What you are asked to do:
The expected answer is every line of the material, reproduced exactly.

Data excerpts:
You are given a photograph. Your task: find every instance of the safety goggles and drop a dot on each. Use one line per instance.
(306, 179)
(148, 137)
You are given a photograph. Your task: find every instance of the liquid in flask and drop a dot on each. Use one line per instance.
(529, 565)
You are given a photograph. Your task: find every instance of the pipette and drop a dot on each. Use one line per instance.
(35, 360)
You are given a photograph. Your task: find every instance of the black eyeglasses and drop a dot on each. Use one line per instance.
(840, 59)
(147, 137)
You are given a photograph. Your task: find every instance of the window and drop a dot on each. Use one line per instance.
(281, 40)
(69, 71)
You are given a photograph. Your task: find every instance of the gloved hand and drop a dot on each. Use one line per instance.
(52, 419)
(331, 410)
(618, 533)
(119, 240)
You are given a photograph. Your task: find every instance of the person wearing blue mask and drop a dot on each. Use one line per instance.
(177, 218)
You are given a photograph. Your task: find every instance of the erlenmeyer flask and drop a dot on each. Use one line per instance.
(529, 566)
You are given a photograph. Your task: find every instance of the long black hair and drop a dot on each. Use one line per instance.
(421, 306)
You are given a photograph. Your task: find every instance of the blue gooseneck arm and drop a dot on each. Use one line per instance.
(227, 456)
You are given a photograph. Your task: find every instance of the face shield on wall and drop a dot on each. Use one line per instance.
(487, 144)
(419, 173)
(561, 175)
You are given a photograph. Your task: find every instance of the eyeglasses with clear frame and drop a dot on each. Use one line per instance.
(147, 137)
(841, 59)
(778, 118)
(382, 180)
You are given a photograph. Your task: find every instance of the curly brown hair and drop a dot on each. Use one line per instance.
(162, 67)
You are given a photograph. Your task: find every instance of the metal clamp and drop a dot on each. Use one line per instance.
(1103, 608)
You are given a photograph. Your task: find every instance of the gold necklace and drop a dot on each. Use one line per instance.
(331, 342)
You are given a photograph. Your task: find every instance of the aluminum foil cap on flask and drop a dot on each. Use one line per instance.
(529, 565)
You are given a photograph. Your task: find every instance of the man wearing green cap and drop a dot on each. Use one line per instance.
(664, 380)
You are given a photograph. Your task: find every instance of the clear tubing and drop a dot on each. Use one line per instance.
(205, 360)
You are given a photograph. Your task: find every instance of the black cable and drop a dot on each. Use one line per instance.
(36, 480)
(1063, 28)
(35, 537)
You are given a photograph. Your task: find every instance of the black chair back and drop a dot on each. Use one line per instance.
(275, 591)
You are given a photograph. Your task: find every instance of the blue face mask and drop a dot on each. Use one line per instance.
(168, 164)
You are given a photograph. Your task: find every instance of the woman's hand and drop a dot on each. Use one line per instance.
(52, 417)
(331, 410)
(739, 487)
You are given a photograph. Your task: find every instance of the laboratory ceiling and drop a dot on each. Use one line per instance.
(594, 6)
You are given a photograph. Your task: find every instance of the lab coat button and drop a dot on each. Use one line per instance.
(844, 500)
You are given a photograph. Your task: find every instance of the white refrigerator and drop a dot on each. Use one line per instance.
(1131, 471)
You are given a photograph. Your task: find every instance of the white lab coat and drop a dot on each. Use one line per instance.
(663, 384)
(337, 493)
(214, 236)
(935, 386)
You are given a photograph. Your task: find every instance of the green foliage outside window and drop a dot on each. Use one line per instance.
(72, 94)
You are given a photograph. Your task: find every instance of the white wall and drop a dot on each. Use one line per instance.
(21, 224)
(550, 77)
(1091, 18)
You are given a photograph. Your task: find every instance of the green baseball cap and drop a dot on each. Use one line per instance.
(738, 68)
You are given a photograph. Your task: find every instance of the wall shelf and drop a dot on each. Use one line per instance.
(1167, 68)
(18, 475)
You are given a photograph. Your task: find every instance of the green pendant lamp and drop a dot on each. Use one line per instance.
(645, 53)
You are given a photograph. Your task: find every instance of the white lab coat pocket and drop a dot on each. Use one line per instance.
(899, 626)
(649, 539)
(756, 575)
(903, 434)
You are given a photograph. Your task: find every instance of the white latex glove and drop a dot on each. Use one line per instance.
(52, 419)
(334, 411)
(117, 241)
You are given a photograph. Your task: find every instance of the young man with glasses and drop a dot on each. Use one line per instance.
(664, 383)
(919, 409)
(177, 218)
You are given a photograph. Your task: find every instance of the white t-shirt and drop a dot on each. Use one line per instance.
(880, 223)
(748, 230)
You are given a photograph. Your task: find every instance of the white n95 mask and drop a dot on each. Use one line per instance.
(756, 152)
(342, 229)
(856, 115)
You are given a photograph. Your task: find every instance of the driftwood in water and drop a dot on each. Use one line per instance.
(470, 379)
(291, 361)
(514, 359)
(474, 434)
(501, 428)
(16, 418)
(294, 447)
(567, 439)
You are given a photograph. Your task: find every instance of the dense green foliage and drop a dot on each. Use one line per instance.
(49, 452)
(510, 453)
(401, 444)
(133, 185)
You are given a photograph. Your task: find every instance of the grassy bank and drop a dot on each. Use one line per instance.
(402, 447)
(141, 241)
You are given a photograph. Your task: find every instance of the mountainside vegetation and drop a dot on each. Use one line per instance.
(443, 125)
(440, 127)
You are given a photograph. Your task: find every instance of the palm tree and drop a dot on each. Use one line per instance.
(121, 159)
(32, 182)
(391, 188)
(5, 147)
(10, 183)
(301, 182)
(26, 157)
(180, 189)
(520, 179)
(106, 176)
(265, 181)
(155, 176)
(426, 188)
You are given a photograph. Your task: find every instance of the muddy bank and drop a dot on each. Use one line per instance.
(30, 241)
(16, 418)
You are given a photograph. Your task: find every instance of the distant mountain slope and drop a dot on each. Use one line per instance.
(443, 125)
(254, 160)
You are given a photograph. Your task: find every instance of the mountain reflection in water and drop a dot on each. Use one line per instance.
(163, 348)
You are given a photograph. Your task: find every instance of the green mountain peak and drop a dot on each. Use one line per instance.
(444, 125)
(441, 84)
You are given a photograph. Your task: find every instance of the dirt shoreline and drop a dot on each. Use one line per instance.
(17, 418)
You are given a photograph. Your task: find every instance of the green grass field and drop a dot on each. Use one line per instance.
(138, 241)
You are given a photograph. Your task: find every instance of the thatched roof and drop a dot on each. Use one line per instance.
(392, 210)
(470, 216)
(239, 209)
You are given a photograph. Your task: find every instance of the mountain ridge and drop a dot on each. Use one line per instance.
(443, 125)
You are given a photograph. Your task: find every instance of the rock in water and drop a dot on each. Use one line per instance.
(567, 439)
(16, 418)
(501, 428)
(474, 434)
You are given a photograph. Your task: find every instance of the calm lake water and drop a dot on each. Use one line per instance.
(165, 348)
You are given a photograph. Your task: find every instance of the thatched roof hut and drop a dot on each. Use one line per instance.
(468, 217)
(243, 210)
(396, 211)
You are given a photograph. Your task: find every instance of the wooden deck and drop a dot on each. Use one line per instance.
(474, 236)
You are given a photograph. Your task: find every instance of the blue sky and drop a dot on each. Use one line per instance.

Answer to this exercise:
You are given a photograph. Your task: find every instance of the safety goggles and drop a dot on each. Use one line per instance.
(306, 179)
(148, 137)
You are given a photograph. Your task: find every instance of the liquid in flask and drop a dot on each. Use one line per instance.
(529, 565)
You are given a photograph. Your task: find every instance of the pipette and drop a dot on each. Use one line per instance.
(35, 360)
You are given a photograph. Your task: find every instance of the black eyeglasses and drop a dot on each. Use one line per instance.
(840, 59)
(147, 137)
You are given a photograph. Your task: find every instance of the window and drop a dot on each. Use one line per instance.
(281, 40)
(69, 71)
You are given a photograph. Your task: find every instance of the gloved hand and drop a dot on each. Use one line per instance.
(52, 419)
(331, 410)
(618, 533)
(119, 240)
You are given a photograph. Your task: find every instance of the person wearing blue mask and drop a dot on each. Use one line per instance.
(177, 218)
You are given a photograph. Your task: find every instance of the erlenmeyer flask and drop a dot on each. Use one line per instance.
(529, 566)
You are given a photograph. Your task: find every instance of the long black hair and drop a dot on each. Use one line per instance.
(421, 306)
You are given a photograph. Your task: find every instance of the blue gooseneck arm and drop a dot on each. Use one line per instance.
(227, 456)
You are given a photograph. Your task: find every instance of the face shield on wall and drop a dot on each. Use one line per instance.
(487, 144)
(419, 173)
(561, 175)
You are given a photograph. Your task: find every instance of the eyeglasses with clear frame and drop a dot on each. Use one line per instance.
(147, 137)
(841, 59)
(778, 118)
(382, 180)
You are given a photograph. Your task: find every instance of the curly brown hair and drop a dot on each. Use one line per instance.
(162, 67)
You are given a photograph. Your task: find every instance of the metal clamp and drop a dot on each. Use one line per instance.
(1103, 608)
You are given a photograph. Your task: find every instance of the gold necklace and drop a dot on each. Use one line per instance.
(331, 342)
You are given a photograph. Your task: find every instance of the aluminum foil cap on flask and drop a dot on each. Use one line per instance.
(529, 565)
You are given a photograph. Your task: find every instance of the man wearing green cap and drop a dot on each. Use one line per instance.
(664, 380)
You are given a photograph. Your task: find every instance of the clear tubing and drop a dot on each. Use one line per instance.
(205, 360)
You are given a photograph. Your task: find every instance of the black cable and drop a dot on each. Use one line per instance.
(36, 480)
(1063, 28)
(35, 537)
You are given a photograph. Your task: find every instance of the black chair back and drop a dot on each. Use one line per instance.
(275, 591)
You are given a photograph. Your task: find every instance of the blue face mask and drop a dot on each. Use one line per instance.
(168, 164)
You are given a photograph. Your task: find every instance of the woman's hand and drop a dot on each. Use one line per instance.
(52, 417)
(331, 410)
(739, 487)
You are given a photograph. Your task: find every instance of the laboratory ceiling and drop a dot on each. Use one line per instance.
(594, 6)
You are given a photograph. Your task: find every instance of the lab coat button and drop a dot on each. Use one line per instance.
(844, 500)
You are given a photograph. Your task: find every instance of the white refrigerator and drop a dot on each. Use one line per instance.
(1131, 471)
You are given a photograph. Your task: find every instance of the white lab coat and drop a dot on each. Use one line per instance.
(663, 384)
(337, 493)
(214, 236)
(935, 386)
You are given a photograph. Your task: find every instance of the green foliage outside window and drop a dot on each. Use one line per instance.
(72, 94)
You are given a photograph. Your task: find every instance of the white wall and drop a dot on each. Use one line per instance.
(21, 224)
(550, 77)
(1091, 18)
You are given a photograph. Your task: find every instance of the green baseball cap and drop a dot on each. Use one line per instance.
(738, 68)
You are given a photograph. Your task: find every instance of the wall shelf and drop a dot on each. Use one line per instance.
(1167, 68)
(18, 475)
You are given a photograph. Your task: find every instance of the green pendant lamp and drop a dot on each. Use one line per instance.
(645, 53)
You are given a photograph. Your task: find every instance of the white lab coat pocket and drop a dot on each. Use one line per instance.
(899, 626)
(649, 539)
(756, 575)
(903, 434)
You are given a photograph. Your task: find every instance of the white latex glove and drop a dot on each. Use one line per instance.
(52, 419)
(334, 411)
(117, 241)
You are given a photograph. Your task: find every instance of the young man with glasses and drop a dot on each. Use one line per instance.
(664, 383)
(919, 409)
(177, 218)
You are given a photograph. Your task: find every instance of the white t-shirt and drop a dot on each. Use one line per instance.
(880, 223)
(748, 230)
You are given a photograph. Your task: find every instance of the white n95 mask and drop a dot on each. Use one line per instance.
(756, 152)
(342, 229)
(856, 115)
You are given a photograph. Your task: find every instance of the driftwood in water and drop a dot on each. Use one line per instance.
(470, 379)
(291, 361)
(514, 359)
(474, 434)
(501, 428)
(16, 418)
(294, 447)
(567, 439)
You are given a photograph. Your task: find every instance of the dense green foliage and drop a dot on each. Use one line per instance.
(49, 452)
(510, 453)
(401, 444)
(133, 185)
You are given a photograph. Your task: find every instance of the grassy bank and drop a dot on each. Use one line per instance.
(402, 447)
(141, 241)
You are given a photograph. Your task: find every instance of the mountainside vegetation and drop a dot on each. Use one line per instance.
(443, 125)
(440, 127)
You are given a photograph. Your task: find every instance of the palm tree and drop a dot on each. Use one line per instance.
(121, 159)
(32, 182)
(391, 188)
(5, 147)
(10, 183)
(301, 182)
(26, 157)
(180, 189)
(520, 179)
(106, 176)
(265, 181)
(155, 176)
(426, 188)
You are given a photograph. Your task: find every instance of the muddy bank and drop a dot on each. Use one line per instance.
(30, 241)
(16, 418)
You are given a photograph. Your task: find every instance of the distant mountain slope and drop a dot on each. Use one line per instance.
(443, 125)
(254, 160)
You are given a photograph. Your task: find every instance of the mountain reflection in water and drop a dot on each. Use one line per instance.
(163, 348)
You are given a photograph. Your task: find every instance of the green mountain peak and drop a dot on each. Use one line per instance.
(444, 125)
(441, 84)
You are given a photograph. Your task: find every instance of the dirt shoreline and drop a dot on each. Use one line per instance.
(17, 418)
You are given a photograph. Your task: find every instance of the green grass field and drop a dot on each. Use one line per instance.
(138, 241)
You are given a photograph. Your task: find every instance of the thatched roof and drop a dot on each. Use one line per instance.
(392, 210)
(470, 216)
(239, 209)
You are given a photograph. Your task: find every instance of the mountain ridge and drop a dot on each. Use one line per instance.
(443, 125)
You are given a photograph. Your task: find every instance of the rock in water and drop a dot on each. Use one line per instance.
(567, 439)
(16, 418)
(501, 428)
(474, 434)
You are given a photograph. Your task: find every instance of the calm lake water and drop a dot on each. Use one line per instance.
(165, 348)
You are given a photograph. Your task: find every instance of the thatched roof hut and drop a dot on each. Use one line per instance.
(468, 217)
(243, 210)
(396, 211)
You are given a photograph. Your task: find every instance of the wooden deck and drop a dot on each. Use one line per instance.
(474, 236)
You are given a photograph. Your task: find every instance of the blue sky and drop a dot on each. Use one line per instance.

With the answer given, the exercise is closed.